#### What you are asked to do
Please return every row below verbatim, leaving out the picture.

#### Data extract
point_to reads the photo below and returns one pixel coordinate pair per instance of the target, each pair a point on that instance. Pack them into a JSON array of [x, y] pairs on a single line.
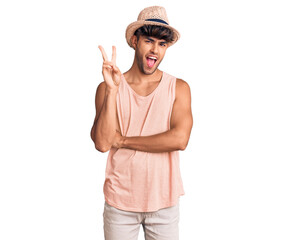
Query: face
[[149, 52]]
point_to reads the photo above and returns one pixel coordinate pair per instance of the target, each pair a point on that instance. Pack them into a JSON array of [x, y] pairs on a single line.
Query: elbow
[[182, 146], [102, 146], [102, 149], [183, 143]]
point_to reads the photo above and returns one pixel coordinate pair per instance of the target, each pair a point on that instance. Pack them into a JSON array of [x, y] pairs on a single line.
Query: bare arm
[[106, 124], [172, 140]]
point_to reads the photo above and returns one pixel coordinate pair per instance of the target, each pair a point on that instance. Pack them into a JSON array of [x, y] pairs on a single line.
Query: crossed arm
[[172, 140]]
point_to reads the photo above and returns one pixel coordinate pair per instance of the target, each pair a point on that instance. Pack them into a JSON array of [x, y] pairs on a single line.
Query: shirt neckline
[[150, 94]]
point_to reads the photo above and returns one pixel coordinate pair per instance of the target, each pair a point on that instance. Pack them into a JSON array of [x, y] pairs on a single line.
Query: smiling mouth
[[151, 61]]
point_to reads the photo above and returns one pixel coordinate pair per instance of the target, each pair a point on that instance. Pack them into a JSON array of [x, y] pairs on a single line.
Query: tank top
[[143, 181]]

#### Right answer
point_to reads the photo below and returns one pixel coordinate pair per instance of the target, each pair a point on that instance. Pack them into a JSON array of [x, y] pairs on a single line.
Query: face
[[149, 52]]
point_to reads the photo above and returns one pixel coordinate pair per instance of the target, each pair a point on that instance. Pack them into a JSON array of [x, y] pairs on a single line.
Query: elbow
[[182, 146], [102, 146], [102, 149], [183, 143]]
point_to reads the photo above and returns one pixel coordinate pair per instance of the target, each pair a point on that instance. Pack them into a JSON array of [x, y] pairs on a single line.
Query: bare arm
[[106, 124], [172, 140]]
point_to reads the photo above and returns one pixel coordinate pair per instance of the target, each pair a point on that instance. Pack them into a JSON array of [x, y] pairs on a single line.
Query: crossed arm
[[172, 140]]
point_to reads the photo above and returns one pixel coordinate pair per instance of the target, each pair a point on that instance. Pack them into a JSON array of [x, y] pairs on a single line.
Query: shirt neckline
[[150, 94]]
point_to reads the photo above and returns one pixel coordinate pair per instance of the target, each pair a point on that instance. Pack them into a JSON array of [x, y] pairs on a single line.
Query: smiling mouth
[[151, 61]]
point_to reads the photo above and returns one pixel coordinate pair per instance of the target, each pair a point on that instance. Pack them into a JSON array of [x, y] pairs on a single line.
Query: tank top
[[143, 181]]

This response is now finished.